# INSTRUCTIONS TO FOLLOW:
Your answer must consist of the lines running from the one that holds "</instance>" to the end of the data, copied exactly.
━━━━━ MATERIAL TO PROCESS
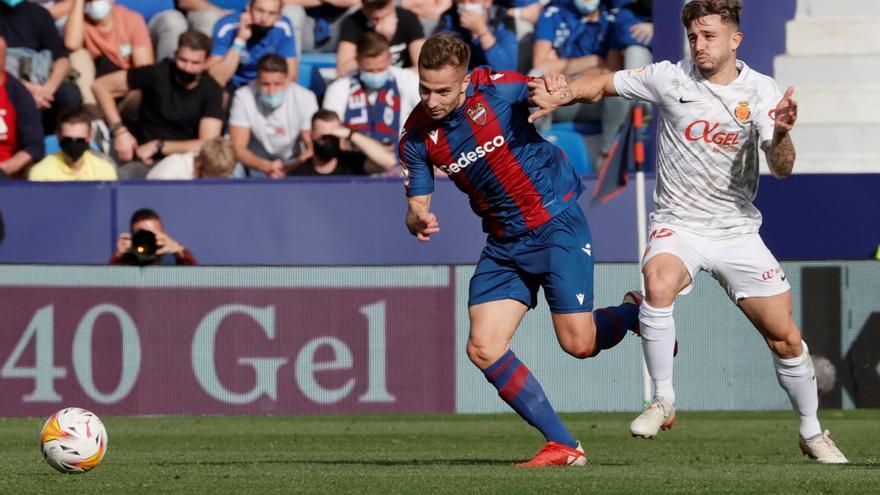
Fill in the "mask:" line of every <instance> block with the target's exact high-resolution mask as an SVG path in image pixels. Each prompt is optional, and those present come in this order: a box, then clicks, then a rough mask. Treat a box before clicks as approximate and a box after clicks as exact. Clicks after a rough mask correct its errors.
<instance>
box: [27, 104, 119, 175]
mask: <svg viewBox="0 0 880 495" xmlns="http://www.w3.org/2000/svg"><path fill="white" fill-rule="evenodd" d="M57 133H58V143H59V144H60V145H61V151H59V152H57V153H52V154H51V155H49V156H47V157H46V158H44V159H43V160H41V161H40V162H39V163H37V164H36V165H34V166H33V167H32V168H31V170H30V172H28V179H30V180H33V181H83V180H116V179H117V178H118V176H117V174H116V166H114V165H113V164H112V163H111V162H109V161H107V160H106V159H104V158H101V157H100V156H98V155H97V154H95V152H94V151H92V150H91V149H90V148H89V143H90V142H91V141H92V126H91V120H90V118H89V115H88V114H87V113H85V112H84V111H83V110H82V109H81V108H77V109H72V110H69V111H67V112H64V113H63V114H62V115H61V116H60V118H59V120H58V129H57Z"/></svg>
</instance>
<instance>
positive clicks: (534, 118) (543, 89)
mask: <svg viewBox="0 0 880 495" xmlns="http://www.w3.org/2000/svg"><path fill="white" fill-rule="evenodd" d="M528 86H529V103H530V104H531V105H532V106H534V107H538V111H536V112H534V113H532V114H531V115H529V122H534V121H536V120H538V119H539V118H541V117H543V116H545V115H550V114H551V113H553V111H554V110H556V109H557V108H559V107H560V106H563V105H567V104H569V103H571V101H572V100H573V99H574V95H573V94H572V92H571V88H569V87H568V82H566V80H565V76H563V75H562V74H559V73H557V72H548V73H547V74H544V75H543V76H541V77H539V78H534V79H532V80H530V81H529V83H528ZM551 88H552V90H551Z"/></svg>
━━━━━━━━━━
# ANSWER FOR THE TASK:
</instance>
<instance>
positive clicks: (534, 118) (543, 89)
mask: <svg viewBox="0 0 880 495" xmlns="http://www.w3.org/2000/svg"><path fill="white" fill-rule="evenodd" d="M528 86H529V103H530V104H531V105H532V106H534V107H538V111H536V112H534V113H532V114H531V115H529V122H534V121H536V120H538V119H539V118H541V117H543V116H545V115H550V114H551V113H553V111H554V110H556V109H557V108H559V107H560V106H563V105H567V104H569V103H571V101H572V100H573V99H574V95H573V94H572V92H571V88H569V87H568V82H566V80H565V76H563V75H562V74H559V73H557V72H548V73H547V74H544V75H543V76H541V77H539V78H534V79H532V80H530V81H529V83H528ZM551 88H552V90H551Z"/></svg>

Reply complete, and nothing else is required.